(Excerpts from a dataset)
■ ■ ■ ■
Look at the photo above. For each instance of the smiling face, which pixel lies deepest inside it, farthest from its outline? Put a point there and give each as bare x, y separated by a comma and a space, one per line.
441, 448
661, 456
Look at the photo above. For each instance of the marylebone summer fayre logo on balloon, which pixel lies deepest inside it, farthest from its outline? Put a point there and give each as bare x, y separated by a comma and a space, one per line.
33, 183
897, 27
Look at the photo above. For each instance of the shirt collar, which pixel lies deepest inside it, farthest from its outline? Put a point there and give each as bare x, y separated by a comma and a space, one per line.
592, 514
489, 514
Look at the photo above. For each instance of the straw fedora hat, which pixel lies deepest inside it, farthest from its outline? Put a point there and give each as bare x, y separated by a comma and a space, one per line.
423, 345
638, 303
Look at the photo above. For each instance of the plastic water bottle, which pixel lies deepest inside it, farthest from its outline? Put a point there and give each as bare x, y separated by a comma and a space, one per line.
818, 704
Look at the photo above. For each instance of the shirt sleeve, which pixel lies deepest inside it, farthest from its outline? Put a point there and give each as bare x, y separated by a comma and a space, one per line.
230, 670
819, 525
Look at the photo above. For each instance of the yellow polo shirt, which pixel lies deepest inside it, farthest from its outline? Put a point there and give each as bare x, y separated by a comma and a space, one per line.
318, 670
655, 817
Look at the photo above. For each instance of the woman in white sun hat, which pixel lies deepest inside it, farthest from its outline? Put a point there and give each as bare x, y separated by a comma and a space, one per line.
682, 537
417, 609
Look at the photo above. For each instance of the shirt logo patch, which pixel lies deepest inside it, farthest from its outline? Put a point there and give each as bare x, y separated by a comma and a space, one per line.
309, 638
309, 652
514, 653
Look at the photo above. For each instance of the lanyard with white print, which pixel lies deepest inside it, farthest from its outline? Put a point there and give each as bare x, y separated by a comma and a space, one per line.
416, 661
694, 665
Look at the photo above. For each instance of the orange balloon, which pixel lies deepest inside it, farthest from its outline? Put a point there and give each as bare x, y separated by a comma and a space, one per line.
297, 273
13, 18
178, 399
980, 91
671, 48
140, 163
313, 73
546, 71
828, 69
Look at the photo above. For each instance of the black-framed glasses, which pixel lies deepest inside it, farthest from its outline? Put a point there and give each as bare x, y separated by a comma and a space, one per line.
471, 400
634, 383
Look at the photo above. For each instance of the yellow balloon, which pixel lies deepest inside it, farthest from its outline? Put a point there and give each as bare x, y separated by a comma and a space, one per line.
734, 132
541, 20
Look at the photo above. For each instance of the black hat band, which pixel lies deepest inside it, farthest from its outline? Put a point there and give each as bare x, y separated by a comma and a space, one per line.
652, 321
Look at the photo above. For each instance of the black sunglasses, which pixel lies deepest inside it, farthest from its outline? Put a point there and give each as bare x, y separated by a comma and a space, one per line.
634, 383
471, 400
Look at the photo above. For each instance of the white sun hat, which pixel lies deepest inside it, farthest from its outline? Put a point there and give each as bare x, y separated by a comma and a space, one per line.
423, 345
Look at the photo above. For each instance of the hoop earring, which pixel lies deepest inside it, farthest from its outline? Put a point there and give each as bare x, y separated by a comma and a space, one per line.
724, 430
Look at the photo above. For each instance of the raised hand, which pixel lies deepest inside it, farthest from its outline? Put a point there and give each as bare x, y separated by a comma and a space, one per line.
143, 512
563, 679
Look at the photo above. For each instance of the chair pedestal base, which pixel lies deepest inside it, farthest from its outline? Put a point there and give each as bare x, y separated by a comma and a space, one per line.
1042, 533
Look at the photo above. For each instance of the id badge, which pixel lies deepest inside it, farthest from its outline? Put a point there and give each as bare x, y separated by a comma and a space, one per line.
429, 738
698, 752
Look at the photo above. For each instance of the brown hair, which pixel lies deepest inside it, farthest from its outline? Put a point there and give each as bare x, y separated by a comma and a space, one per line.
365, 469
■ ■ ■ ■
Once more, write out the records above, exactly as they stand.

● EXERCISE RESPONSE
Look at the photo above. For each instance of the smiling face, which pixel lies deepest inside it, farthest from its outline? Put a point there and give each as bare x, y separated by a comma and a space, one per line.
441, 448
661, 456
Look at the photo above. For each instance of the marylebone summer fayre logo on balloon, which pixel lies deepest inside it, farthest from its outline? Put a point there and give each as bare x, y separated by a comma and a space, one per line.
33, 183
897, 27
Look at the photo above. For each instance of the shirt collar, which pixel lies deepest inside it, farthest from its outline? Put a point there and give each as bare x, y separated by a comma and a space, one per line.
592, 514
489, 514
Look at the photo above. For each instance of the straw fedora hat, which pixel lies deepest inside it, farthest from its outline? Put a point there and give each as bare x, y separated by a comma and a space, one per line.
423, 345
638, 303
Look at the photo above. For each instance of the plastic water bottle, which pixel lies deepest inside it, farthest from its outline? Put a point there and give each as bare x, y separated by a comma and a space, one per line.
818, 704
Look at the photo above. For each instance of the shirt sleeve, which pixel lies deepest inside it, farthest from its outline? Put a point there and give each as bare x, y separated by a comma and a space, one per line.
230, 670
819, 525
Look at the photo above. For each instance of the yellow polo shirt, which pixel lies deepest inside it, farthest from its outline? Put a point there and give each as bare x, y separated by a comma and a space, one per line.
318, 670
655, 817
Look at the photo above. For each instance of the woman in white sun hat, which pixel lies deepest inside it, farthest from its outline? Put a point there and give each as bare x, y separated by a comma and a space, one per line.
682, 537
417, 609
Look at the photo above. For each instance of the shirt logo patch, which pixel lies deepest inside it, farthest from its outline? Put a point there and give each as bare x, y separated by a comma and a space, one per line.
309, 638
309, 652
514, 653
Look at the photo above. For each instance of the lanyard with white print, which pixel lies deepest inside it, farthest from its outline? Put a point there and give each as bare x, y separated by a comma and a space, one per line.
416, 661
694, 665
Look at the photo above. For each instance of the orange balloon, which pixel lies deepest inside it, farthest from its outline? Put a point there and give each as bare x, y separated by a comma and a space, one per line.
297, 273
13, 18
178, 399
980, 91
671, 48
140, 163
313, 73
546, 71
828, 69
Look at the photo above. For each instance of the black-framed glasses, which pixel lies deepest inside it, farthest from its outline? Put a point there and give each as bare x, y separated by a comma and a space, one per line.
471, 400
634, 383
Look at the photo above. For each instance of the yellow balloon, which pixel lies deepest inside it, farthest from its outline? Put a point there and give each as bare x, y separated by a comma and a space, one per line.
734, 132
541, 20
Look at the photo above. For each instance of the black hat band, which pixel lies deepest inside it, farthest from its outline? Put a point there and give each as bare x, y separated by a comma and a space, one per line.
652, 321
Look at the photo above. For each instance of the black sunglasses, which pixel lies deepest inside it, farthest from its outline? Put a point there and give each as bare x, y separated by a comma and a space, one per line.
634, 383
471, 400
Look at the photo above. For each instance of the white sun hat, which pixel lies deepest inside it, farthest from its outline? Put a point there and give each as bare x, y separated by a comma and a space, one per line.
423, 345
Look at the photo above. For each instance of the hoop earring, which pixel lies deepest inside it, farthest from its outline? Put a point there and give each as bare x, y separated by a comma and a space, one per line.
724, 430
Look at the photo above. For each instance of the raised hand, which pixel lies deepest inside it, farthest from its outline? Put a point there and give each as bare x, y separated by a comma and a space, one per line.
143, 512
563, 679
Look at the photo above. For each instance of the chair pedestal base, which pixel lies deepest inside it, farthest from its outline? Put a point there and give each as bare x, y separated by a comma and a space, one per line.
1042, 533
Look at the photo above. For each instance of the id badge, which pixel lies deepest inside it, farthest from its outline? Put a point there and give each as bare x, y separated by a comma and a space, one per line.
429, 738
698, 752
Look at the photo above. For each instance of the brown hair, which pixel lies deepest inside it, farthest from its outline? Put a point there and give each as bare x, y separated by a comma and a space, one per line.
365, 469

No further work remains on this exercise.